• What you will do
Transcribe the entries that come next exactly, but not the pictures they contain.

________________________________________

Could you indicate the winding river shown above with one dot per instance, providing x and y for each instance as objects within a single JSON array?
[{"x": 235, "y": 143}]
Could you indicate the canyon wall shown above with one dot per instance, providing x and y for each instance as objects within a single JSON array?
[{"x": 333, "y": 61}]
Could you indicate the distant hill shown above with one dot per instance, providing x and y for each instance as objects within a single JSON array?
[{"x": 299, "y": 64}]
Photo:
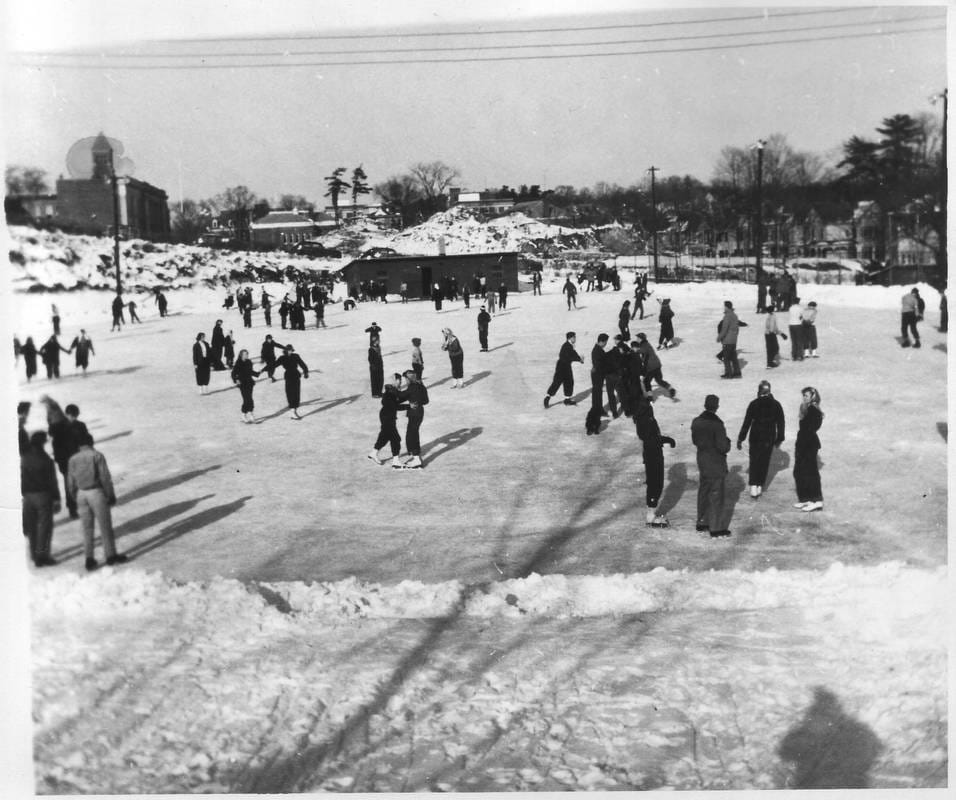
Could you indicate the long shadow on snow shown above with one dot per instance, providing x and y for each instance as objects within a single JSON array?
[
  {"x": 302, "y": 769},
  {"x": 163, "y": 483},
  {"x": 138, "y": 524},
  {"x": 195, "y": 522}
]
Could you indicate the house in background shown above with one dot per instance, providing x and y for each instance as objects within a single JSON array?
[{"x": 85, "y": 205}]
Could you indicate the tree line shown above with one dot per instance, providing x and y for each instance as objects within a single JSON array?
[{"x": 901, "y": 167}]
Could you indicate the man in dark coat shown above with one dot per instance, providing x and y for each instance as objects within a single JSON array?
[
  {"x": 766, "y": 424},
  {"x": 41, "y": 499},
  {"x": 710, "y": 437},
  {"x": 50, "y": 353},
  {"x": 563, "y": 376},
  {"x": 268, "y": 355},
  {"x": 484, "y": 319},
  {"x": 218, "y": 344}
]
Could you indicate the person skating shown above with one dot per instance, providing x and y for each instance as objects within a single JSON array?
[
  {"x": 376, "y": 366},
  {"x": 795, "y": 325},
  {"x": 666, "y": 317},
  {"x": 118, "y": 320},
  {"x": 806, "y": 470},
  {"x": 202, "y": 362},
  {"x": 456, "y": 355},
  {"x": 41, "y": 498},
  {"x": 388, "y": 425},
  {"x": 727, "y": 333},
  {"x": 89, "y": 479},
  {"x": 652, "y": 371},
  {"x": 418, "y": 360},
  {"x": 484, "y": 319},
  {"x": 50, "y": 353},
  {"x": 244, "y": 376},
  {"x": 29, "y": 353},
  {"x": 910, "y": 314},
  {"x": 809, "y": 323},
  {"x": 563, "y": 374},
  {"x": 84, "y": 349},
  {"x": 764, "y": 424},
  {"x": 416, "y": 396},
  {"x": 291, "y": 363},
  {"x": 624, "y": 321},
  {"x": 710, "y": 438},
  {"x": 649, "y": 432},
  {"x": 771, "y": 332},
  {"x": 217, "y": 343},
  {"x": 571, "y": 291},
  {"x": 268, "y": 355}
]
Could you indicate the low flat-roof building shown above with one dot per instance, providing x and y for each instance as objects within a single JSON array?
[{"x": 421, "y": 273}]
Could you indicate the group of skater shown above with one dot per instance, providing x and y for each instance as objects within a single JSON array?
[{"x": 87, "y": 484}]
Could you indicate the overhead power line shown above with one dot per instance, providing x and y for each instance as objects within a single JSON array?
[
  {"x": 474, "y": 48},
  {"x": 494, "y": 31},
  {"x": 102, "y": 65}
]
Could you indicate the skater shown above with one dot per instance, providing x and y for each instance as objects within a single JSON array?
[
  {"x": 649, "y": 432},
  {"x": 806, "y": 470},
  {"x": 809, "y": 323},
  {"x": 652, "y": 369},
  {"x": 268, "y": 355},
  {"x": 218, "y": 344},
  {"x": 727, "y": 333},
  {"x": 457, "y": 357},
  {"x": 89, "y": 479},
  {"x": 416, "y": 395},
  {"x": 563, "y": 375},
  {"x": 244, "y": 376},
  {"x": 912, "y": 307},
  {"x": 29, "y": 353},
  {"x": 50, "y": 353},
  {"x": 710, "y": 437},
  {"x": 376, "y": 367},
  {"x": 161, "y": 302},
  {"x": 771, "y": 332},
  {"x": 795, "y": 325},
  {"x": 666, "y": 316},
  {"x": 598, "y": 371},
  {"x": 229, "y": 349},
  {"x": 484, "y": 318},
  {"x": 292, "y": 363},
  {"x": 118, "y": 319},
  {"x": 84, "y": 349},
  {"x": 571, "y": 291},
  {"x": 41, "y": 498},
  {"x": 765, "y": 423},
  {"x": 624, "y": 320},
  {"x": 388, "y": 426},
  {"x": 418, "y": 360},
  {"x": 202, "y": 362}
]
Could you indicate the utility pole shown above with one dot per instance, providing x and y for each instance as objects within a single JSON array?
[
  {"x": 758, "y": 232},
  {"x": 652, "y": 170}
]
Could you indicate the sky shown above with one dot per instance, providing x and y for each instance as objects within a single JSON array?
[{"x": 209, "y": 95}]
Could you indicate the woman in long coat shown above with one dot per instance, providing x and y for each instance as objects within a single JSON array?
[
  {"x": 292, "y": 363},
  {"x": 244, "y": 376},
  {"x": 806, "y": 471},
  {"x": 457, "y": 357},
  {"x": 202, "y": 362},
  {"x": 29, "y": 353}
]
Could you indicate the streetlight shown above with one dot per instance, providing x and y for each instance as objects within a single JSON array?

________________________________________

• Output for this exercise
Could you indicate the winding river shown above with one dot per instance, providing x and y for each instance as objects within a single JSON array?
[{"x": 235, "y": 143}]
Could you indicate the canyon wall shown above with one dot per instance, providing x and y for each instance as objects within a single JSON array?
[{"x": 333, "y": 61}]
Could you indicate the distant hill shown above with one dot per instance, providing x and y for each instance as objects within a single JSON array?
[{"x": 299, "y": 64}]
Photo:
Could you indicate the long shadow on snow shown above with one dot per instance, providing x and y for each instance as objects within a single JSON array?
[
  {"x": 302, "y": 769},
  {"x": 163, "y": 483},
  {"x": 138, "y": 524},
  {"x": 195, "y": 522}
]
Could you indicate the house in background shown above with one dot per instance, providing x and y for each instance as objects within a single JSON array?
[{"x": 85, "y": 205}]
Could you indicate the tree line shown above with one dot per instance, providing x and y for each instance as objects within a single JSON array?
[{"x": 901, "y": 167}]
Could you indicate the man in dark coat shown above with one dot per instance, providing x and y for each instance as objects within a single JSON array?
[
  {"x": 766, "y": 424},
  {"x": 41, "y": 499},
  {"x": 710, "y": 437},
  {"x": 50, "y": 353},
  {"x": 563, "y": 376},
  {"x": 268, "y": 355},
  {"x": 484, "y": 319},
  {"x": 218, "y": 344}
]
Could you indicate the person skating shown above with one dot per instance, providing x and y for each instance as objects within a single JSON array?
[
  {"x": 376, "y": 366},
  {"x": 795, "y": 325},
  {"x": 666, "y": 317},
  {"x": 118, "y": 320},
  {"x": 806, "y": 470},
  {"x": 202, "y": 362},
  {"x": 456, "y": 355},
  {"x": 41, "y": 498},
  {"x": 388, "y": 425},
  {"x": 727, "y": 333},
  {"x": 89, "y": 479},
  {"x": 652, "y": 371},
  {"x": 418, "y": 360},
  {"x": 484, "y": 319},
  {"x": 50, "y": 353},
  {"x": 244, "y": 376},
  {"x": 29, "y": 353},
  {"x": 910, "y": 314},
  {"x": 809, "y": 323},
  {"x": 563, "y": 374},
  {"x": 84, "y": 349},
  {"x": 764, "y": 424},
  {"x": 416, "y": 396},
  {"x": 291, "y": 363},
  {"x": 624, "y": 321},
  {"x": 710, "y": 438},
  {"x": 649, "y": 432},
  {"x": 771, "y": 332},
  {"x": 217, "y": 343},
  {"x": 571, "y": 291},
  {"x": 268, "y": 355}
]
Could you indicate the low flat-roof building shown above with one dot per instance, providing x and y for each instance as objects within a single JSON array?
[{"x": 421, "y": 273}]
Could you indicate the group of skater shown above with one dot per instance, providing x and y for each instance as objects within a single JSON array?
[{"x": 87, "y": 484}]
Could you indicate the overhead power line shown above with one dot per instance, providing x and y for each instance as objects within a single JSON array?
[
  {"x": 474, "y": 48},
  {"x": 494, "y": 31},
  {"x": 102, "y": 65}
]
Could you indicate the skater shown above with one dot per instance, providing x and y for each instance as objects within a single JSON array?
[
  {"x": 649, "y": 432},
  {"x": 806, "y": 470},
  {"x": 809, "y": 323},
  {"x": 652, "y": 369},
  {"x": 268, "y": 355},
  {"x": 218, "y": 344},
  {"x": 727, "y": 333},
  {"x": 457, "y": 357},
  {"x": 89, "y": 479},
  {"x": 416, "y": 395},
  {"x": 563, "y": 375},
  {"x": 244, "y": 376},
  {"x": 912, "y": 307},
  {"x": 29, "y": 353},
  {"x": 50, "y": 353},
  {"x": 710, "y": 437},
  {"x": 376, "y": 367},
  {"x": 161, "y": 302},
  {"x": 771, "y": 332},
  {"x": 795, "y": 325},
  {"x": 666, "y": 316},
  {"x": 598, "y": 371},
  {"x": 229, "y": 349},
  {"x": 484, "y": 318},
  {"x": 292, "y": 363},
  {"x": 118, "y": 319},
  {"x": 84, "y": 349},
  {"x": 571, "y": 291},
  {"x": 41, "y": 498},
  {"x": 765, "y": 423},
  {"x": 624, "y": 320},
  {"x": 388, "y": 426},
  {"x": 418, "y": 360},
  {"x": 202, "y": 362}
]
Could you indicate the utility pole shown above with one dot per instance, providing x and y for each instance as objects within a single JSON array?
[
  {"x": 758, "y": 232},
  {"x": 652, "y": 170}
]
Could you indicate the sky shown above with one dot per instance, providing x and y for each instance as objects within a single JSON array?
[{"x": 209, "y": 95}]
Could you indicate the woman in long coat shown above with one dot per instance, providing x and y for each instance as objects within a single JSON array?
[
  {"x": 292, "y": 363},
  {"x": 244, "y": 376},
  {"x": 806, "y": 471},
  {"x": 457, "y": 357},
  {"x": 202, "y": 362},
  {"x": 29, "y": 353}
]
Could you indicate the streetlight shown above with one dot per instance, providing x and y for each instance as objects within a single JSON array?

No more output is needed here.